§ **Description of the task**: In the listing below, copy everything from the line containing "Expected: one point per instance of the checkered" down to the line containing "point(30, 289)", switching "short hair" to "curly hair" and leaving the rest unchanged.

§ **Data for the task**:
▶

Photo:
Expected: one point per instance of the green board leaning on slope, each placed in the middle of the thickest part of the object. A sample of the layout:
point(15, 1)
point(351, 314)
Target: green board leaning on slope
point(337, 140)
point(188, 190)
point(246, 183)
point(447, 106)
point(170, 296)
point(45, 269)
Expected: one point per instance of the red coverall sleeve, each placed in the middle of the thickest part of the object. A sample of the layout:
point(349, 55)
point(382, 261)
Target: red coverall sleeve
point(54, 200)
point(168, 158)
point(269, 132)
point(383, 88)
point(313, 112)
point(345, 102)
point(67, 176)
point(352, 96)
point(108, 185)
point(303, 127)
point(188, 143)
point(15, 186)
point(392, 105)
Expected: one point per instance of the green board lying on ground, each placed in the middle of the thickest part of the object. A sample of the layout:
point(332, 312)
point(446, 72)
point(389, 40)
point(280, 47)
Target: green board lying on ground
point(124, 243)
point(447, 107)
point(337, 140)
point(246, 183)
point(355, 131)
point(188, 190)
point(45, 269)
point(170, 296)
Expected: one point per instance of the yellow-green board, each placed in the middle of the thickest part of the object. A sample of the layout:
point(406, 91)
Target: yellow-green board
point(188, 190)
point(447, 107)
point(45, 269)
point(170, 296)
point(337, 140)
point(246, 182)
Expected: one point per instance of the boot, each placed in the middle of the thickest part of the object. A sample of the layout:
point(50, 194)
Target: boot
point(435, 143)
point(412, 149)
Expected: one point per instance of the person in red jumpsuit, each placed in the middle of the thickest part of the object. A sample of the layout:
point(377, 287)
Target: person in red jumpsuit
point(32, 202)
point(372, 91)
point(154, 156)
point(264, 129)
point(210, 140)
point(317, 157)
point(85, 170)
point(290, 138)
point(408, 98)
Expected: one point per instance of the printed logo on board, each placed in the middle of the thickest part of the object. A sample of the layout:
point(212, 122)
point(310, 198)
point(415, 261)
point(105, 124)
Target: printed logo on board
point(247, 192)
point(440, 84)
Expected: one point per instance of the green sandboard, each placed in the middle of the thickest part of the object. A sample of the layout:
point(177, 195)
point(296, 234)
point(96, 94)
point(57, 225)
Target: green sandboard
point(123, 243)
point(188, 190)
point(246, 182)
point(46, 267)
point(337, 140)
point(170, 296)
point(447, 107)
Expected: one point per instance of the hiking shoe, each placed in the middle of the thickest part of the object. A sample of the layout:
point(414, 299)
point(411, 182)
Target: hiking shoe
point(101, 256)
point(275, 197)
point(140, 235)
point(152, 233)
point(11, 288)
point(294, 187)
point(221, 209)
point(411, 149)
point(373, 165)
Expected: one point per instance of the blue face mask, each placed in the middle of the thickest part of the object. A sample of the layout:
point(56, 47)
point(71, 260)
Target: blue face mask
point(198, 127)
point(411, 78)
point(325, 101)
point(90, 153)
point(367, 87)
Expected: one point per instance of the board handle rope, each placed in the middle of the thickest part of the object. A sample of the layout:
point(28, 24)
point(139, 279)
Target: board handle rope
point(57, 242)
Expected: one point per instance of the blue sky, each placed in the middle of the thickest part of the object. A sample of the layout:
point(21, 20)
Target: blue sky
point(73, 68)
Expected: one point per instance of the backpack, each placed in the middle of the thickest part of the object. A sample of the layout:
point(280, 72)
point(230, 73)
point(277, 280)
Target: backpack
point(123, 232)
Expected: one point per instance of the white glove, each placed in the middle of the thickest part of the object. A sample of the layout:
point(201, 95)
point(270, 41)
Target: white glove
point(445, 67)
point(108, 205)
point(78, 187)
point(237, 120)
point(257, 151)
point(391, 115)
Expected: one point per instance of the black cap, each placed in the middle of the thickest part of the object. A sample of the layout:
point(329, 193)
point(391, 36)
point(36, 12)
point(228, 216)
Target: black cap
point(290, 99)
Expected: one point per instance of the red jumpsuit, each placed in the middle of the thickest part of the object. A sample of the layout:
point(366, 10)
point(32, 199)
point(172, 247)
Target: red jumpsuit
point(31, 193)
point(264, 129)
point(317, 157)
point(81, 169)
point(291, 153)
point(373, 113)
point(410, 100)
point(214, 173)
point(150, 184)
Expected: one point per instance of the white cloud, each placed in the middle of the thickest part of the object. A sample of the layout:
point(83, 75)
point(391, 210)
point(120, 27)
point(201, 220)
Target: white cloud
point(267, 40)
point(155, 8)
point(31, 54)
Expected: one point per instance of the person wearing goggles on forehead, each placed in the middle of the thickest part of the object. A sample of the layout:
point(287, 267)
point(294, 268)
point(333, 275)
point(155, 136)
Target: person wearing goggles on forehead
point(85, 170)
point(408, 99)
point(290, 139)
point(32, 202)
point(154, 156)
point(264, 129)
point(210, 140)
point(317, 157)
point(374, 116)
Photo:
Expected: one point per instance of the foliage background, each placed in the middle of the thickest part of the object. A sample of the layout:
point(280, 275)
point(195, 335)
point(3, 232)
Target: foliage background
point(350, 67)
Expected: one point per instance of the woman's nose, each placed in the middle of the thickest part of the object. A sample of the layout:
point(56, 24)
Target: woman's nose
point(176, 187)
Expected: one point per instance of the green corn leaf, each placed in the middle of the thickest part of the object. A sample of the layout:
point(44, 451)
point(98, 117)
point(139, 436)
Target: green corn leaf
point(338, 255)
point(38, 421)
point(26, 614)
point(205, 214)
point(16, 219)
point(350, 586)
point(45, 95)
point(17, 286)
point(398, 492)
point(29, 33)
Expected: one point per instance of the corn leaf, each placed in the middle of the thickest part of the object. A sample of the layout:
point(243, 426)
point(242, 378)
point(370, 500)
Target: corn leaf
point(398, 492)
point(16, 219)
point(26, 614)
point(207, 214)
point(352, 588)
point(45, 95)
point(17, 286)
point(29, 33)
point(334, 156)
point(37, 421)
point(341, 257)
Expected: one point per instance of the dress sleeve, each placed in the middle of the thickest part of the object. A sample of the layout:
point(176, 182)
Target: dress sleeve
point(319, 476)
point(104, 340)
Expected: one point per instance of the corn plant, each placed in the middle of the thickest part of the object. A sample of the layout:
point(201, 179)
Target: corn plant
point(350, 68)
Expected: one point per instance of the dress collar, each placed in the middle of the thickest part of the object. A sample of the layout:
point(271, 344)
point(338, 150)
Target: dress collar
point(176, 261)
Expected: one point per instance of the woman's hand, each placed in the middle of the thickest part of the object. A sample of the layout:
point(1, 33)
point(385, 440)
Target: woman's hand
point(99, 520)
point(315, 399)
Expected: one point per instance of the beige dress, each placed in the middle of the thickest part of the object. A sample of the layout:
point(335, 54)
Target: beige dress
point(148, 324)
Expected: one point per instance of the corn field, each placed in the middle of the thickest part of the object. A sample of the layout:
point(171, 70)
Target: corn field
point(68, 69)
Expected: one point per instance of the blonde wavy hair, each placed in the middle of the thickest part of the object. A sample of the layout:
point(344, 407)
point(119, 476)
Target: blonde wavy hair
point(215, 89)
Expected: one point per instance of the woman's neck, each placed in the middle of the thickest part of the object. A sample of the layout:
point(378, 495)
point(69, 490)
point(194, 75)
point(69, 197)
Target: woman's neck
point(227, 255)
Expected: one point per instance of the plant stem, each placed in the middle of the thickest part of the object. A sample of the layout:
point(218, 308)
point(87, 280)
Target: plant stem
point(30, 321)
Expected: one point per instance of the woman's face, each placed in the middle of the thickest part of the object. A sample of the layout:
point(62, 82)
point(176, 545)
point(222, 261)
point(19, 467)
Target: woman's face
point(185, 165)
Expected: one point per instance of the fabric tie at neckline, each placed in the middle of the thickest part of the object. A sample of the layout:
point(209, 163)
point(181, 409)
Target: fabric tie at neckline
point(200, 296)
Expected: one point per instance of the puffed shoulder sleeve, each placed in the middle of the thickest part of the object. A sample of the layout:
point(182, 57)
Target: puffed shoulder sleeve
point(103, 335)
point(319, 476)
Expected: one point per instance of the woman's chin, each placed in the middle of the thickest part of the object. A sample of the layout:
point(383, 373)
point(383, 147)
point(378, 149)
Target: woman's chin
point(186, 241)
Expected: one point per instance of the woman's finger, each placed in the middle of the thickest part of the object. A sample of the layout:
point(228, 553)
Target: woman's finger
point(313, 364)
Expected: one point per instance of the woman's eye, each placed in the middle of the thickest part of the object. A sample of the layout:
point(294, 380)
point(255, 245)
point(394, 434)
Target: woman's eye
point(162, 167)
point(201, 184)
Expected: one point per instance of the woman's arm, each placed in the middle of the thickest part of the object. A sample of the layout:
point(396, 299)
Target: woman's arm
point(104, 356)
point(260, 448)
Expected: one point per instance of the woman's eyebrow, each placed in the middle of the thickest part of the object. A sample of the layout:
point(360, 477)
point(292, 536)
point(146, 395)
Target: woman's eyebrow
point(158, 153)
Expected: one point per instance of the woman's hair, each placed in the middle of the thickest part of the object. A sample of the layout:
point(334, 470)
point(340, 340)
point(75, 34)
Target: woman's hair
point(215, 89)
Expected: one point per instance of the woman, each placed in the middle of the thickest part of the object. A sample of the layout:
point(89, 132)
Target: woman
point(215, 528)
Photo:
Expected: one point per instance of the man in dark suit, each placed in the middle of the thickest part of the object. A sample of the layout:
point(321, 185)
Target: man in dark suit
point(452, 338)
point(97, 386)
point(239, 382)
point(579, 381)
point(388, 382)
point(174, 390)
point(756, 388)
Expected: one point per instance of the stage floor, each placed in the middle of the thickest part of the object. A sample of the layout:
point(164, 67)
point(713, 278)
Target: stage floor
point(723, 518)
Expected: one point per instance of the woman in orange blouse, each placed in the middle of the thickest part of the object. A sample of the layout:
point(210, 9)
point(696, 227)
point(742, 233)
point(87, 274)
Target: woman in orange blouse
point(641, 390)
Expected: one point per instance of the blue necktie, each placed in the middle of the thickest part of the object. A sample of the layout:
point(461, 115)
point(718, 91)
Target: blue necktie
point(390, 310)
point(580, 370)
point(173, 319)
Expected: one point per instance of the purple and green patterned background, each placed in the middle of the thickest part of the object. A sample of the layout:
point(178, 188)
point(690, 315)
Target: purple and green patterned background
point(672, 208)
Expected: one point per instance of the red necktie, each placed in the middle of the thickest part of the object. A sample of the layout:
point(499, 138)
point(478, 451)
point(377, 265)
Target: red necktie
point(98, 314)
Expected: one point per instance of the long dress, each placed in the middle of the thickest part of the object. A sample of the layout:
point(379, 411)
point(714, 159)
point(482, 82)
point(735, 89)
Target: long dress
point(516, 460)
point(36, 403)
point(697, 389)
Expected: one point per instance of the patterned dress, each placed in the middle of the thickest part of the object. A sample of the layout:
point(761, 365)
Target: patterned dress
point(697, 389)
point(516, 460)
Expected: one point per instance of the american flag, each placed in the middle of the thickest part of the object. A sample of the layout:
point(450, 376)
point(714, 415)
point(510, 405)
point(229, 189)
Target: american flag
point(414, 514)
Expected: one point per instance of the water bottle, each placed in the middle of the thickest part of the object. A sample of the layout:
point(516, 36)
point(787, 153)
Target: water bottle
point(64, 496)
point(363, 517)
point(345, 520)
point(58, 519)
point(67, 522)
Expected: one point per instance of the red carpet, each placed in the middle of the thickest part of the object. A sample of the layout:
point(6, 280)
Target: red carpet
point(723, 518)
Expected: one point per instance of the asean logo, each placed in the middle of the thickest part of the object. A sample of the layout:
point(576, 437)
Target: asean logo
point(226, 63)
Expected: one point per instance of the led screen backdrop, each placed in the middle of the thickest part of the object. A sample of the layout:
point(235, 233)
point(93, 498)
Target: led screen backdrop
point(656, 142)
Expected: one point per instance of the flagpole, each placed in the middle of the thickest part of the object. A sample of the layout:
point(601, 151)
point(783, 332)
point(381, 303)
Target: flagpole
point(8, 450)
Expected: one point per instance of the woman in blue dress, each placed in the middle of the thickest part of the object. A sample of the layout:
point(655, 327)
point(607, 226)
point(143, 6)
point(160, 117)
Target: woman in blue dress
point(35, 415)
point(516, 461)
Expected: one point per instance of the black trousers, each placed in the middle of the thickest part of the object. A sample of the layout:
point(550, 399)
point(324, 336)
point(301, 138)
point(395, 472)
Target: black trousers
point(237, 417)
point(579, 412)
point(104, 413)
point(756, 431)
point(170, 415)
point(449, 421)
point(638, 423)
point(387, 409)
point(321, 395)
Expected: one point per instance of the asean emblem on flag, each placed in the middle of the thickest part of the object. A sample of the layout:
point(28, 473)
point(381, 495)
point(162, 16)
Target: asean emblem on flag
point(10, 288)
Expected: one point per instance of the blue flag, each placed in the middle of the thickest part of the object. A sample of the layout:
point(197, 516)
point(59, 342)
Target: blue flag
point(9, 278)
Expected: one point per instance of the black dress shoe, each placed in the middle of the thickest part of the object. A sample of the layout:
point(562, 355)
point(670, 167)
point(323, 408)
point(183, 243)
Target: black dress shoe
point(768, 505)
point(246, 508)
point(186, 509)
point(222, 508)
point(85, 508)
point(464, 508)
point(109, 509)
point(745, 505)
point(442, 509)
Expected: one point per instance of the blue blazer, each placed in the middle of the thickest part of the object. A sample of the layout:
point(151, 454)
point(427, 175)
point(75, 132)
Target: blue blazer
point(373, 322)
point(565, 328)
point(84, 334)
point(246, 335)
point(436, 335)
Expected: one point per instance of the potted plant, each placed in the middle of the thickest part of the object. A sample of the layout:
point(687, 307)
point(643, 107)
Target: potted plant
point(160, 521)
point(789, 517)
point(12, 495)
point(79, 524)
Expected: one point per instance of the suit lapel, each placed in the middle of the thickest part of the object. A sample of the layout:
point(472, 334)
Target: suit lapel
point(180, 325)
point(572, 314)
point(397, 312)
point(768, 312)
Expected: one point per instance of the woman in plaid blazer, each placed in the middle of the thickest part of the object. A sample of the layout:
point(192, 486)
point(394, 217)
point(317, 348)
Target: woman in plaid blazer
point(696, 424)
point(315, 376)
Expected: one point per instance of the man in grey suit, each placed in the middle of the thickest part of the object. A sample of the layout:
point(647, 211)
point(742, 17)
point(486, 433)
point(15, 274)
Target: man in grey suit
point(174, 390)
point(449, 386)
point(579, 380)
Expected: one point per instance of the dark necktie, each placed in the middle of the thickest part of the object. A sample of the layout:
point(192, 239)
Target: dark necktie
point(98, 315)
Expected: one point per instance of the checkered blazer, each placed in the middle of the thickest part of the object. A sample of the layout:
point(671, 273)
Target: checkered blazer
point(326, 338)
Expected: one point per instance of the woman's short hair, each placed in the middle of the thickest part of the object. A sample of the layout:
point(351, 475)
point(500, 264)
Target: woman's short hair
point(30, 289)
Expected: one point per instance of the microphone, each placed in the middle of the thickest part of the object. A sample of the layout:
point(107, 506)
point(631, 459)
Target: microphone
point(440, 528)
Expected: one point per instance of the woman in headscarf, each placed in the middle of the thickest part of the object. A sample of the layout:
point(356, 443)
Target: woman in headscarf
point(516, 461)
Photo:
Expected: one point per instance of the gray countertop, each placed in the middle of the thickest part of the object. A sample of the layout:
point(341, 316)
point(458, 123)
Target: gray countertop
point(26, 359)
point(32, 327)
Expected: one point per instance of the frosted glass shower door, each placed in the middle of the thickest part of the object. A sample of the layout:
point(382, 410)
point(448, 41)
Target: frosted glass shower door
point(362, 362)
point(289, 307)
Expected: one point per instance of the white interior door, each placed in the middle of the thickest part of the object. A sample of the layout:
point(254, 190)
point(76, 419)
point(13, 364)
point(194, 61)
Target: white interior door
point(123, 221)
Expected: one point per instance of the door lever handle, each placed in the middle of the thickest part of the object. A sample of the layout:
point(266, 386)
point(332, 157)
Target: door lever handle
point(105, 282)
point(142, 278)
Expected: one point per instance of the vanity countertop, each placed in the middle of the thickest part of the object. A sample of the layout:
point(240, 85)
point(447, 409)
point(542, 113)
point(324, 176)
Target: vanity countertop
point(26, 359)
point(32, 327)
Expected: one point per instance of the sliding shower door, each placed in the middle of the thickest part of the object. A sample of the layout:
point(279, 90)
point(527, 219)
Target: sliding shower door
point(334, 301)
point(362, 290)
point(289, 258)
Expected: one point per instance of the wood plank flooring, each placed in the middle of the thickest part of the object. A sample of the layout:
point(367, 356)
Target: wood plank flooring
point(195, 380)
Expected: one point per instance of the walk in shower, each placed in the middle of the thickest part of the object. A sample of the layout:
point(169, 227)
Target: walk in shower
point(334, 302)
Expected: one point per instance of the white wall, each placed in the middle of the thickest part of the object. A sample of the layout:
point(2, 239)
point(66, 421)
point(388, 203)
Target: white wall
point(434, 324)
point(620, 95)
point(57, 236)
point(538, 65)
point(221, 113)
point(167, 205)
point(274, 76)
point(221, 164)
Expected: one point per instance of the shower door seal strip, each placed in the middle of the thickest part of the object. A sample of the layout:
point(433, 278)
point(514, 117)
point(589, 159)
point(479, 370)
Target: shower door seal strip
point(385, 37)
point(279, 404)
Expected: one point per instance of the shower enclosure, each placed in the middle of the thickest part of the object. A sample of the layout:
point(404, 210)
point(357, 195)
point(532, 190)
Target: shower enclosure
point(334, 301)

◀

§ **Task response**:
Expected: one point per instance of the checkered blazer, each placed in the middle of the thickest part of the object. A sample of the layout:
point(671, 273)
Target: checkered blazer
point(326, 338)
Expected: one point per instance of the woman's curly hair, each placed in the middle of the thickest part of the object. A sample of the layout:
point(351, 475)
point(500, 264)
Target: woman's curly hair
point(30, 289)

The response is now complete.